Task instructions —
a) Translate this sentence from the rifle-building forum thread into Spanish: "This build has been really fun to put together."
b) Continue the rifle-building forum thread from its last sentence.

Text section —
···
PayPal will keep this in check. Thanks for the heads up! I can not stand a thief....


----------



## dwilliams35 (Oct 8, 2006)

muney pit said:


> :cheers:
> 
> I would storngly urge you to read this thread and the other one in the GD discussion thats liked
> 
> http://www.ar15.com/forums/t_4_64/154473_credit_card_stolen_after_purchase_at_wideners.html


I've been buying stuff from them for years without a problem: I guess all it takes is one hacker or whatever to get into it to ruin their rep forever..


----------



## muney pit (Mar 24, 2014)

I know. Its a real shame. I have alot of reloadi g stuff from them and some guns. Im just gonna wait awhile first. Even though the bank gave me back the $2,500 that was stolen from me, itbwas a pain to deal with.


----------



## Seeker (Jul 6, 2009)

Got my upper today. Now for the lower build. This build has been really fun to put together. I have learned a ton about ballistics, powders, bullets, name brands and so on. I'm so glad I didn't purchase a completed unit or I would have never spent the time to learn about building AR's. I can not wait to move to the next part of the build.


----------



## Lezz Go (Jun 27, 2006)

I have the dies and 100 pcs of new Hornady brass in stock. Just FYI


----------



## bearintex (Feb 7, 2006)

muney pit said:


> but also like haveing that full power 308 if i want it.


Ummmm, no. More like a 30/30 in comparison. 308 in diameter only.


----------



## MechAg94 (Dec 15, 2013)

I think he was shooting actual 308 rounds downloaded to suppressed velocities, not 300 blackout. 


The ammo is the reason I haven't pulled the trigger on one of these. I already have a 6.8 SPC rifle and mags and ammo and I didn't want to invest in that package again. We'll see. Never know what the future holds.


----------



## Seeker (Jul 6, 2009)

Man this lower is becoming a challenge. I see so many I like but I am reluctant to jump in and just purchase one. 

I am leaning toward the San Tan Tactical STT-15 AR lower (Burnt Bronze Coating)
···
Entries from a labeling collection:
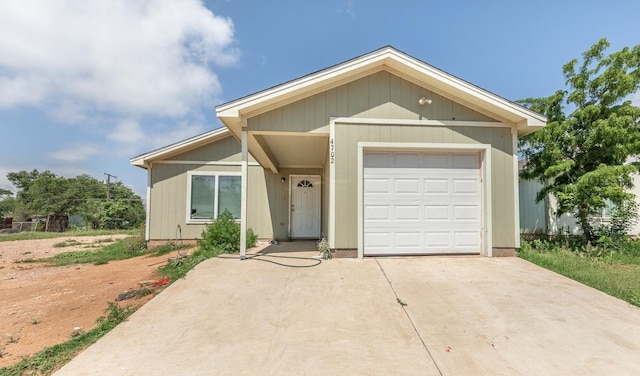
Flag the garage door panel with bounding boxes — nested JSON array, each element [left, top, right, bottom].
[[453, 231, 480, 248], [363, 152, 482, 255], [393, 153, 422, 168], [393, 178, 420, 196], [453, 205, 480, 221], [424, 205, 450, 221], [365, 232, 392, 249], [423, 179, 449, 195], [452, 179, 480, 195], [364, 178, 392, 195], [395, 231, 421, 249], [393, 205, 420, 221], [364, 205, 391, 221], [425, 231, 451, 248], [422, 153, 449, 169]]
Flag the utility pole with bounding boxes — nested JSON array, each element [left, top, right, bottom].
[[104, 172, 118, 201]]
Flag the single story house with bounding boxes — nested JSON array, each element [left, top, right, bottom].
[[131, 47, 546, 257]]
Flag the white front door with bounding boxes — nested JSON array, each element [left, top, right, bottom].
[[289, 175, 320, 239]]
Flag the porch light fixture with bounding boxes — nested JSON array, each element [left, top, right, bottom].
[[418, 97, 433, 106]]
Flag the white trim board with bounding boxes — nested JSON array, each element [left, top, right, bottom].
[[358, 142, 493, 258], [153, 160, 260, 166], [332, 117, 512, 128]]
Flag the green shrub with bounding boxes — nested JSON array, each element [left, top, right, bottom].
[[198, 209, 258, 253], [122, 227, 147, 253]]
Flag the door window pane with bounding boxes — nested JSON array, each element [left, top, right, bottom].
[[190, 175, 216, 219], [218, 176, 241, 219]]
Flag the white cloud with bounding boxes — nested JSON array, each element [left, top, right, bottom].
[[0, 0, 238, 117], [107, 119, 209, 157], [108, 119, 144, 144], [49, 144, 100, 162], [338, 0, 356, 17]]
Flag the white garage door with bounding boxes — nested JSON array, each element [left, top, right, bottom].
[[363, 151, 482, 255]]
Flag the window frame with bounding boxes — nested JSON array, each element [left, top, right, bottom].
[[185, 171, 242, 224]]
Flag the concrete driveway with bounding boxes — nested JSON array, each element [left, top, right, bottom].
[[56, 245, 640, 376]]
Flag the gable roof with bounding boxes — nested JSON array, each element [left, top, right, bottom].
[[216, 46, 547, 138], [129, 127, 231, 169]]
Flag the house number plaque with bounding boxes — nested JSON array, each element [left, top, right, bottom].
[[329, 138, 336, 164]]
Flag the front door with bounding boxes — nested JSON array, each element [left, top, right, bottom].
[[289, 175, 320, 239]]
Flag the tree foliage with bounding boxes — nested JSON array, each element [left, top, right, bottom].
[[0, 170, 145, 228], [0, 188, 16, 219], [520, 39, 640, 241]]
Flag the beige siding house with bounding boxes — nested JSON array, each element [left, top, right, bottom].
[[131, 47, 546, 257]]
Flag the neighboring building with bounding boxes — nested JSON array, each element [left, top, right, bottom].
[[519, 161, 640, 236], [131, 47, 546, 257]]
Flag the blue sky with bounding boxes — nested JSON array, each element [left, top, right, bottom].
[[0, 0, 640, 195]]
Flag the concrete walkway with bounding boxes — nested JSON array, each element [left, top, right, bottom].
[[56, 247, 640, 376]]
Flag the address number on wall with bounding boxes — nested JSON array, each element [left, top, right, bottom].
[[329, 138, 336, 164]]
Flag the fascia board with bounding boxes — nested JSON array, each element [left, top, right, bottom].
[[129, 127, 231, 168]]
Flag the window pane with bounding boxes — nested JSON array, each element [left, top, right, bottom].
[[191, 175, 216, 219], [218, 176, 240, 219]]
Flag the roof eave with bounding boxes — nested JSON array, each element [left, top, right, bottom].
[[129, 127, 231, 169]]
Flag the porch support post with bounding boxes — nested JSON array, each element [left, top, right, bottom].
[[240, 130, 249, 260]]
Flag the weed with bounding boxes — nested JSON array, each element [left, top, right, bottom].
[[198, 209, 258, 253], [71, 326, 85, 338], [53, 239, 82, 248], [318, 238, 333, 260], [4, 333, 19, 345], [518, 240, 640, 307], [0, 302, 135, 376], [93, 238, 113, 243], [149, 242, 193, 256], [0, 229, 139, 242], [37, 237, 145, 266]]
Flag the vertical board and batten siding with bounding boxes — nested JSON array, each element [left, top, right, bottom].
[[247, 71, 495, 133], [335, 124, 517, 249], [518, 180, 547, 234]]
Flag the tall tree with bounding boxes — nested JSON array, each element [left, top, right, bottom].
[[5, 170, 145, 228], [520, 39, 640, 241], [0, 188, 16, 219]]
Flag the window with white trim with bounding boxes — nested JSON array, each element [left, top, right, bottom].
[[187, 172, 241, 222]]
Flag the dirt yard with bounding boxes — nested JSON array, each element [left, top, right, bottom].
[[0, 235, 178, 368]]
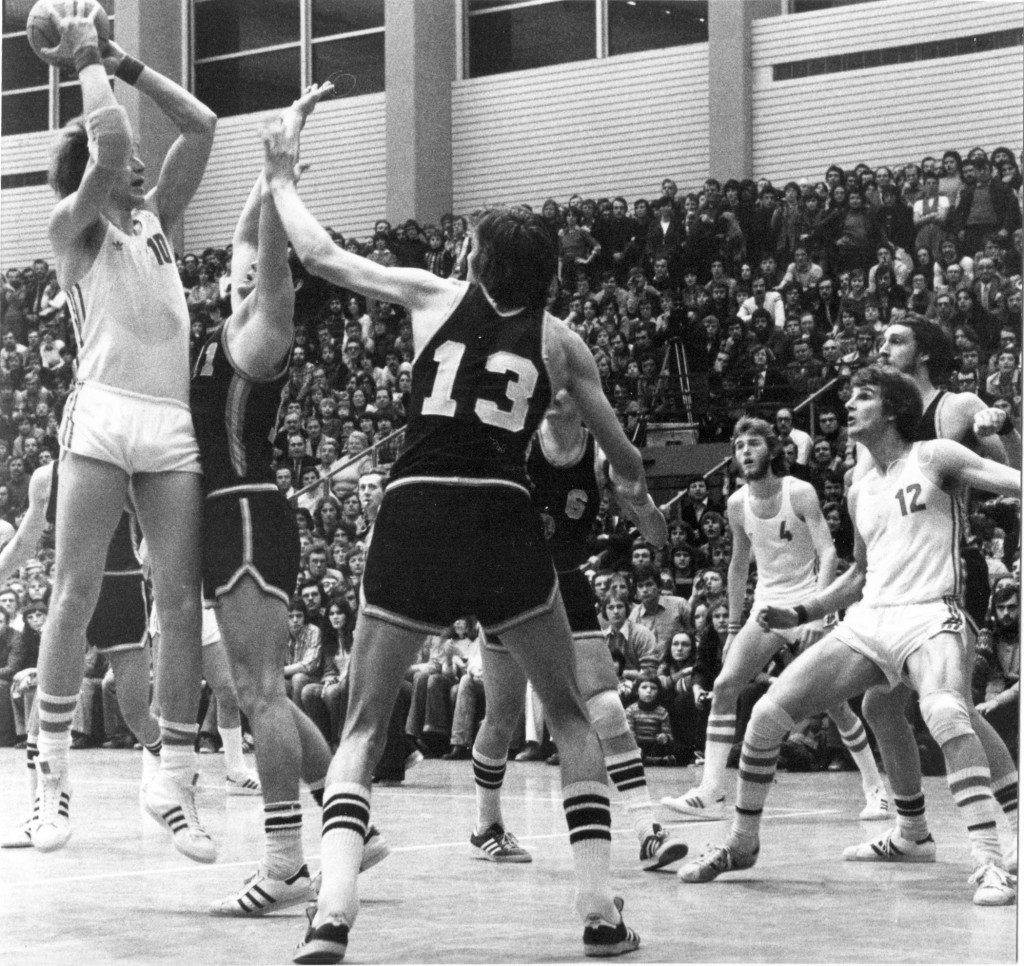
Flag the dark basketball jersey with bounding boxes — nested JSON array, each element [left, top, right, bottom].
[[45, 461, 142, 577], [526, 432, 601, 572], [191, 324, 288, 495], [389, 285, 551, 486]]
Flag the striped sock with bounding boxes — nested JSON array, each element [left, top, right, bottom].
[[946, 765, 1002, 868], [25, 742, 39, 805], [473, 748, 507, 835], [317, 782, 370, 926], [160, 718, 199, 785], [36, 690, 78, 767], [992, 770, 1017, 831], [726, 691, 794, 852], [836, 711, 883, 794], [893, 792, 931, 843], [604, 748, 654, 842], [562, 782, 621, 924], [263, 801, 302, 879], [700, 708, 736, 796]]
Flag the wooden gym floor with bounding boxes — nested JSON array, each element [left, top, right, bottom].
[[0, 749, 1017, 966]]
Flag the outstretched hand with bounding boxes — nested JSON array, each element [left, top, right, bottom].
[[259, 117, 299, 184], [40, 4, 99, 64]]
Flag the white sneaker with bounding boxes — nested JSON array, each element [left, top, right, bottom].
[[140, 771, 217, 863], [967, 863, 1017, 906], [210, 863, 316, 918], [224, 771, 263, 795], [0, 809, 36, 848], [858, 785, 892, 822], [843, 829, 935, 862], [662, 786, 725, 822], [29, 759, 71, 852]]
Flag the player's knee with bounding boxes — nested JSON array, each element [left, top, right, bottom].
[[921, 690, 974, 748], [746, 691, 795, 742], [587, 691, 630, 742]]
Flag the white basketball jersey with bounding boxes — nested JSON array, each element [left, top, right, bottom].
[[68, 208, 189, 406], [852, 443, 964, 606], [743, 476, 817, 611]]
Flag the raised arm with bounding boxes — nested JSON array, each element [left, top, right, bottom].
[[922, 439, 1021, 498], [260, 118, 455, 311], [48, 13, 132, 250], [103, 40, 217, 229], [0, 463, 53, 582]]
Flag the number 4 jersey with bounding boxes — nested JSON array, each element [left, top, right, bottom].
[[68, 208, 188, 406], [391, 285, 556, 488], [851, 443, 963, 606], [742, 476, 817, 614]]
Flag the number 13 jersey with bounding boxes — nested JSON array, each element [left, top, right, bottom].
[[391, 285, 551, 489], [743, 476, 817, 614], [851, 443, 963, 606]]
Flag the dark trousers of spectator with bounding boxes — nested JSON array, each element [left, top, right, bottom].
[[0, 680, 17, 748], [71, 677, 103, 745]]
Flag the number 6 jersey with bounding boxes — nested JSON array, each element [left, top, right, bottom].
[[743, 476, 817, 613], [851, 443, 963, 606], [68, 208, 188, 406], [391, 285, 552, 488]]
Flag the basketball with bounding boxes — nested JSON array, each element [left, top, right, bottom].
[[26, 0, 111, 68]]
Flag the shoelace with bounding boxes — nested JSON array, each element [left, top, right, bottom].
[[181, 786, 210, 838]]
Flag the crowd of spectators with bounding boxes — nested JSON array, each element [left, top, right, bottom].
[[0, 139, 1022, 771]]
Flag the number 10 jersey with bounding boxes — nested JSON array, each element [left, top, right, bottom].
[[391, 285, 551, 489]]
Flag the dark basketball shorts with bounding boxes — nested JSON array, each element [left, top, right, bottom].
[[203, 484, 299, 606], [85, 574, 150, 654], [362, 477, 558, 634]]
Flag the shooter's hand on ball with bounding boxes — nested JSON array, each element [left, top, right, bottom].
[[758, 605, 800, 631], [40, 7, 99, 64], [259, 118, 299, 184]]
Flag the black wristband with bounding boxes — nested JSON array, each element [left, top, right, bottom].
[[114, 53, 145, 85], [75, 47, 103, 74]]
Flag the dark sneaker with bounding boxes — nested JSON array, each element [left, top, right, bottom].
[[469, 823, 534, 863], [292, 904, 348, 963], [583, 895, 640, 956], [640, 822, 689, 872]]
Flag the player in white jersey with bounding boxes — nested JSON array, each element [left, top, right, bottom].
[[33, 7, 216, 862], [852, 313, 1020, 872], [680, 366, 1021, 906], [662, 417, 889, 821]]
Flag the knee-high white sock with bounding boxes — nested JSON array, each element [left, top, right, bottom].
[[316, 782, 370, 926], [562, 782, 621, 924], [217, 724, 246, 778], [473, 748, 506, 835], [836, 712, 885, 795]]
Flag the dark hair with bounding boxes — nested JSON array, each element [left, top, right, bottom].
[[46, 115, 89, 198], [892, 312, 955, 386], [850, 366, 924, 443], [476, 208, 558, 309]]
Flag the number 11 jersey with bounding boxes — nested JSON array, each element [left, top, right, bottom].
[[391, 285, 552, 489]]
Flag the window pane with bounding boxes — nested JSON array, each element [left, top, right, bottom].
[[469, 0, 597, 77], [3, 34, 50, 90], [196, 0, 299, 59], [608, 0, 708, 54], [0, 90, 50, 137], [196, 47, 299, 118], [313, 0, 384, 38], [313, 32, 384, 96], [59, 84, 82, 124]]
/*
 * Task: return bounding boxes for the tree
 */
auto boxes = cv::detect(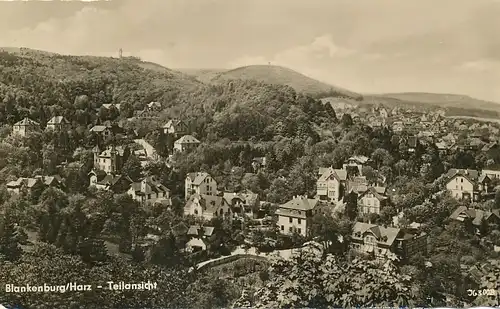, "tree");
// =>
[0,216,22,262]
[344,192,359,220]
[341,114,354,128]
[311,213,341,253]
[254,245,414,308]
[122,154,142,181]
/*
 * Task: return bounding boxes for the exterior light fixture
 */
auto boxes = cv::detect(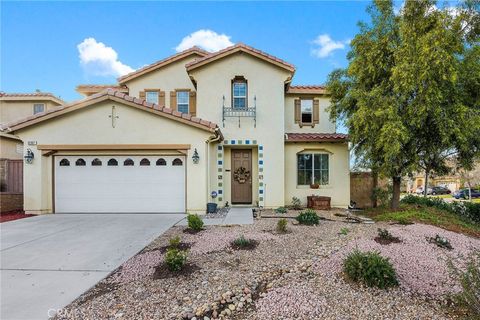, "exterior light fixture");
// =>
[192,148,200,164]
[24,149,35,164]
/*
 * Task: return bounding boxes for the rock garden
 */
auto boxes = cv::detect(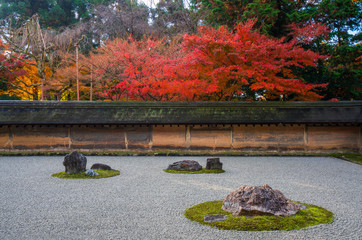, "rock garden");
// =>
[185,185,334,231]
[164,158,225,174]
[52,151,120,179]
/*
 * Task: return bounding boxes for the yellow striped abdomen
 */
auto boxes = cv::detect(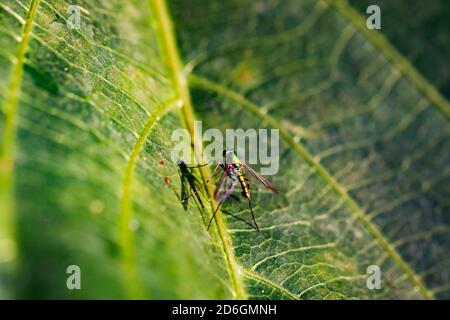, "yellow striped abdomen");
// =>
[237,172,250,199]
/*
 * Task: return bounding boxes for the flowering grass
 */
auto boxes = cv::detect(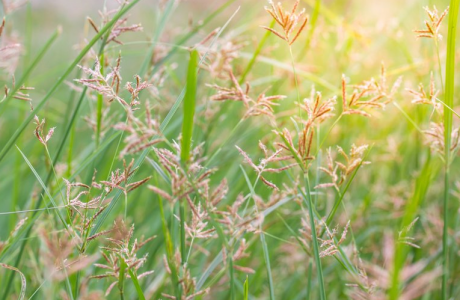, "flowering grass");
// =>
[0,0,460,300]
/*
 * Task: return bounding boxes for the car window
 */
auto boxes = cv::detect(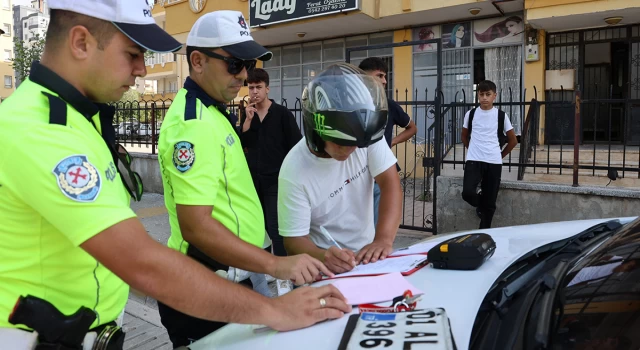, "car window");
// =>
[554,225,640,350]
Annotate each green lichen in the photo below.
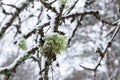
[18,39,27,50]
[40,33,67,56]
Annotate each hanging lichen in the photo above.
[40,33,67,56]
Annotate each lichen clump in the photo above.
[40,33,67,56]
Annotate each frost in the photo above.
[40,33,67,56]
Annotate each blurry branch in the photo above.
[24,22,50,39]
[67,15,83,46]
[67,0,79,14]
[62,11,99,19]
[1,3,19,10]
[40,0,58,14]
[54,5,65,33]
[80,19,120,75]
[0,2,29,34]
[0,47,39,80]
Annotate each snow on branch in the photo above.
[0,47,39,80]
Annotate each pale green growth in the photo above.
[60,0,69,8]
[18,39,27,50]
[41,33,67,56]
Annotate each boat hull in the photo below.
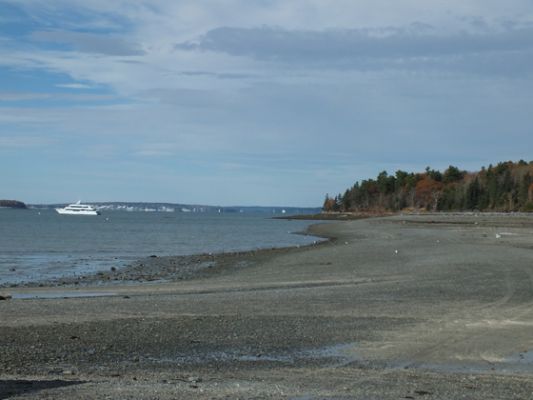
[56,208,100,215]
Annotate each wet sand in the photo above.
[0,214,533,399]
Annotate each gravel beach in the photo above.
[0,213,533,399]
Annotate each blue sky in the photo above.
[0,0,533,206]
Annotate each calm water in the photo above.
[0,209,317,284]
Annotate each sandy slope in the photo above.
[0,215,533,399]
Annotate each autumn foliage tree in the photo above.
[323,160,533,212]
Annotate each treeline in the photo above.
[323,160,533,212]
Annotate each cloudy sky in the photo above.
[0,0,533,206]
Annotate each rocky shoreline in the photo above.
[0,215,533,400]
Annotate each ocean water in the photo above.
[0,209,320,285]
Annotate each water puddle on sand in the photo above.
[148,343,360,367]
[389,350,533,375]
[11,291,116,300]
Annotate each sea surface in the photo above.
[0,208,320,285]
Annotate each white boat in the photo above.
[56,201,100,215]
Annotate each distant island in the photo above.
[323,160,533,213]
[0,200,27,209]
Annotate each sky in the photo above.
[0,0,533,207]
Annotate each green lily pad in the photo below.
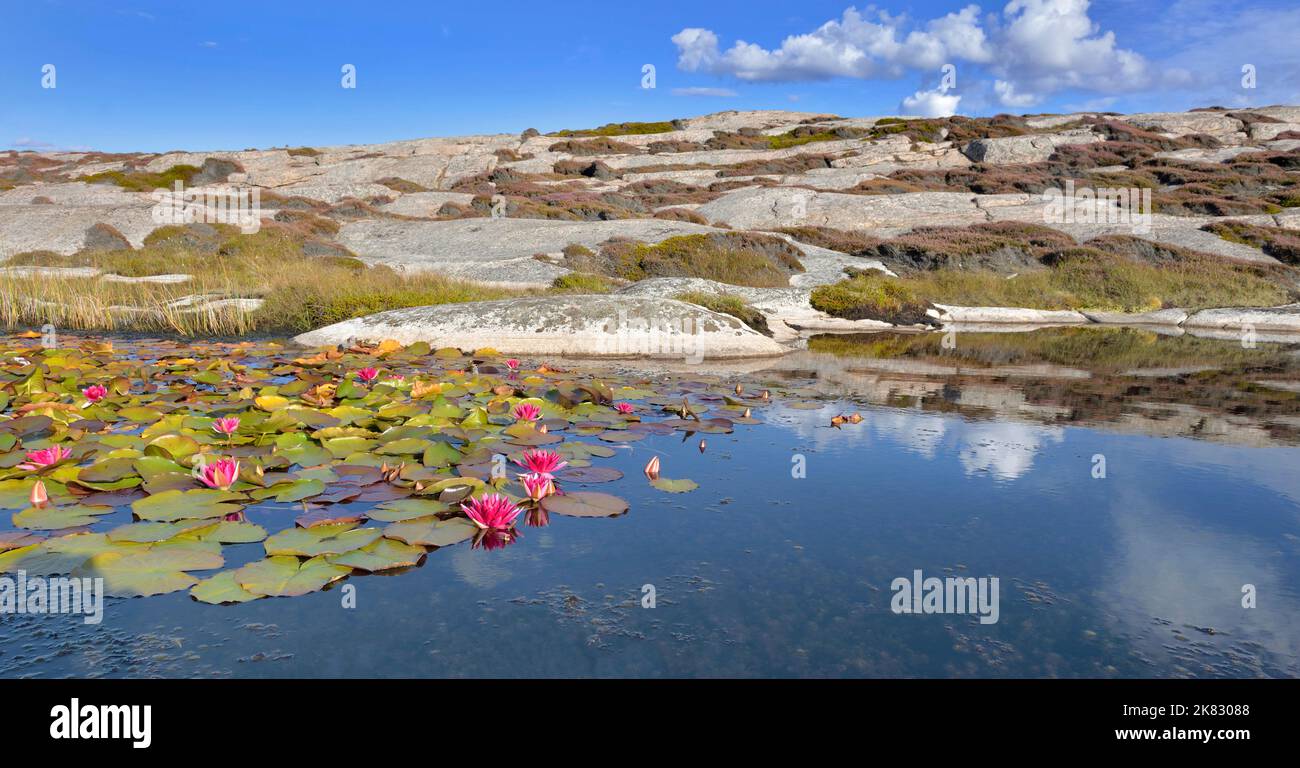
[234,555,352,598]
[77,459,135,483]
[108,520,208,544]
[182,520,267,544]
[263,522,384,557]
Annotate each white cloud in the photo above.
[898,88,962,117]
[672,87,740,99]
[672,0,1154,110]
[13,136,55,149]
[672,5,992,82]
[993,81,1040,107]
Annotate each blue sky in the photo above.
[0,0,1300,151]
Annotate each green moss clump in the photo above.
[767,131,840,149]
[546,122,677,136]
[673,291,772,337]
[77,165,200,192]
[598,233,803,287]
[810,272,933,325]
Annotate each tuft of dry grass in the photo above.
[0,225,527,335]
[811,242,1295,322]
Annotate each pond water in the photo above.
[0,329,1300,677]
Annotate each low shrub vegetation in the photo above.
[585,233,803,287]
[546,122,677,136]
[811,238,1295,324]
[673,291,772,337]
[0,222,524,335]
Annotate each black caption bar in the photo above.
[0,680,1300,760]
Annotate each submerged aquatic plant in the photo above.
[519,472,555,502]
[517,450,568,477]
[212,416,239,437]
[460,494,521,530]
[82,385,108,403]
[511,403,542,421]
[460,494,523,550]
[0,335,731,604]
[27,480,49,509]
[199,459,239,491]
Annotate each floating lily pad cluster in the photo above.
[0,337,770,603]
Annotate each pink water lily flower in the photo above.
[18,446,73,472]
[212,416,239,435]
[199,459,239,491]
[460,494,523,530]
[519,472,555,502]
[516,450,568,477]
[469,528,519,550]
[27,480,49,509]
[512,403,542,421]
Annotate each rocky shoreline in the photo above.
[0,107,1300,350]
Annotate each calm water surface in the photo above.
[0,331,1300,677]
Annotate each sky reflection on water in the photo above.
[0,330,1300,677]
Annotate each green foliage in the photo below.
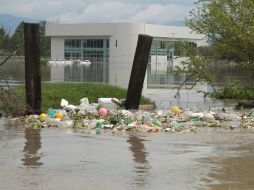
[187,0,254,66]
[16,83,152,111]
[0,21,50,58]
[173,42,216,97]
[212,86,254,100]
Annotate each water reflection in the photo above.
[201,144,254,190]
[22,128,43,167]
[127,136,150,187]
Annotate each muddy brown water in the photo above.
[0,118,254,190]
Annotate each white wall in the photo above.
[46,23,207,88]
[51,37,64,59]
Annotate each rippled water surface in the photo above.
[0,118,254,190]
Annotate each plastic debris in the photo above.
[21,98,254,134]
[60,99,69,108]
[98,108,108,115]
[39,113,48,121]
[170,106,181,115]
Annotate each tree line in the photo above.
[0,21,50,58]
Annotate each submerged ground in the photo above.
[0,118,254,190]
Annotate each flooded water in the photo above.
[0,118,254,190]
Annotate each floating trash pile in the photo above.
[25,98,254,132]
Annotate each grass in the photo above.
[16,83,153,111]
[212,87,254,100]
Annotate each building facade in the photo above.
[46,23,207,88]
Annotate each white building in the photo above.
[46,23,207,88]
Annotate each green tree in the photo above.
[186,0,254,68]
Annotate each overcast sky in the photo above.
[0,0,196,24]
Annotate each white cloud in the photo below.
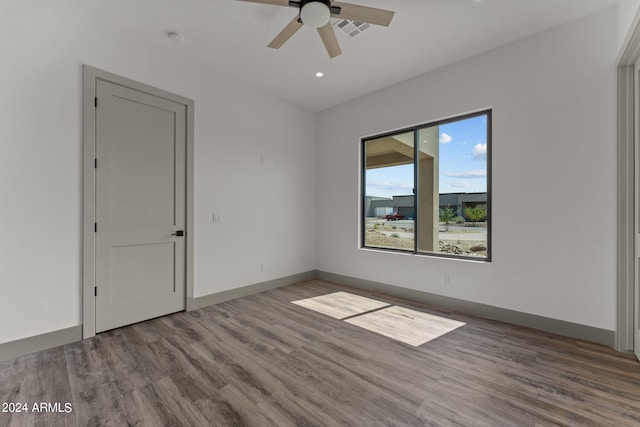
[449,179,470,188]
[440,132,453,144]
[471,144,487,160]
[442,170,487,178]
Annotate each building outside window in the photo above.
[361,110,492,261]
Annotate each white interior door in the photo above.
[95,80,186,332]
[633,55,640,360]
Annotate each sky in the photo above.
[366,115,487,198]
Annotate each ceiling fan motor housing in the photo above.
[289,0,341,28]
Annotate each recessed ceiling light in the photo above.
[167,31,184,44]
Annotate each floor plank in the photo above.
[0,280,640,427]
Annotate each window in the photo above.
[362,110,491,261]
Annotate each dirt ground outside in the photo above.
[365,219,487,258]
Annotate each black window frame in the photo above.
[360,108,493,262]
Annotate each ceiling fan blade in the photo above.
[238,0,289,7]
[318,22,342,58]
[331,2,395,27]
[269,15,302,49]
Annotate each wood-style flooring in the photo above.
[0,280,640,427]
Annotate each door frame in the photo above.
[615,11,640,351]
[82,65,194,339]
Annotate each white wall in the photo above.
[618,0,640,50]
[0,0,316,343]
[317,8,617,330]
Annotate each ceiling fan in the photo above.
[240,0,395,58]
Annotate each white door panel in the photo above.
[633,54,640,360]
[96,80,186,332]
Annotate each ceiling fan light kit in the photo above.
[239,0,395,58]
[298,0,331,28]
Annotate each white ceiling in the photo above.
[70,0,617,111]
···
Answer list —
a) Este montaje ha sido muy divertido de armar.

b)
Stag Arms Lower Parts Kit or the Rock Rivers Arms Inc. Lower parts kit or the Daniel Defense lower parts kit for the semi-auto

A Mission First Tactical Battle Link adjustable cheek piece

A Mission First Tactical Engage Pistol Grip

A Mission First BUS-Battlelink Utility Stock

Battle Arms Developement Enhanced Takedown Back-Pin and Pivot front-Pin set

Would anyone add to or take away from the above?


----------



## Fordzilla06 (Oct 14, 2010)

Seeker said:


> Man this lower is becoming a challenge. I see so many I like but I am reluctant to jump in and just purchase one.
> 
> I am leaning toward the San Tan Tactical STT-15 AR lower (Burnt Bronze Coating)
> 
> ...


A nice trigger.


----------



## Seeker (Jul 6, 2009)

I have already purchased the Tac Con 3MR 3rd Mode Trigger for it.


----------



## muney pit (Mar 24, 2014)

bearintex said:


> Ummmm, no. More like a 30/30 in comparison. 308 in diameter only.


You better go back and reread my whole post instead of just posting a piece of it. i was talking about the 308win.


----------



## muney pit (Mar 24, 2014)

Seeker said:


> I have already purchased the Tac Con 3MR 3rd Mode Trigger for it.


Ya gotta post a range video.


----------



## Seeker (Jul 6, 2009)

Oh I will in due time.. I'm about halfway to were I want to be so I still have me some time..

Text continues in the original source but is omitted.